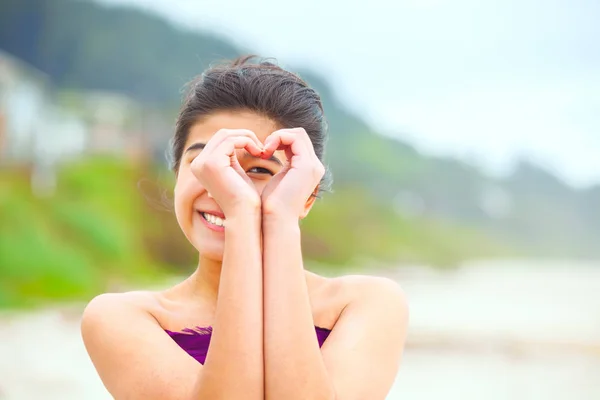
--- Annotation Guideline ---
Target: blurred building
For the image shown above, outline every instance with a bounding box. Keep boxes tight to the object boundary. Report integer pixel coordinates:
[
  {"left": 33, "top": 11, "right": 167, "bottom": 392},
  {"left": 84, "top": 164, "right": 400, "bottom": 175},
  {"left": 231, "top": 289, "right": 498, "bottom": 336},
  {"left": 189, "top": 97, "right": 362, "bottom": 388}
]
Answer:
[{"left": 0, "top": 51, "right": 170, "bottom": 174}]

• • • • •

Set task |
Substitute "blurry building" for "blurred building" throughout the records above and write out every line again with no other change, leaving out the pictures.

Solved exercise |
--- Annotation Guideline ---
Target: blurry building
For the image shown above, outline every instance with a bounding box. Keep boxes tight to the object boundary. Report integer pixel coordinates:
[
  {"left": 33, "top": 11, "right": 167, "bottom": 392},
  {"left": 84, "top": 164, "right": 400, "bottom": 175},
  {"left": 231, "top": 289, "right": 498, "bottom": 336},
  {"left": 189, "top": 97, "right": 362, "bottom": 388}
]
Answer:
[{"left": 0, "top": 51, "right": 170, "bottom": 174}]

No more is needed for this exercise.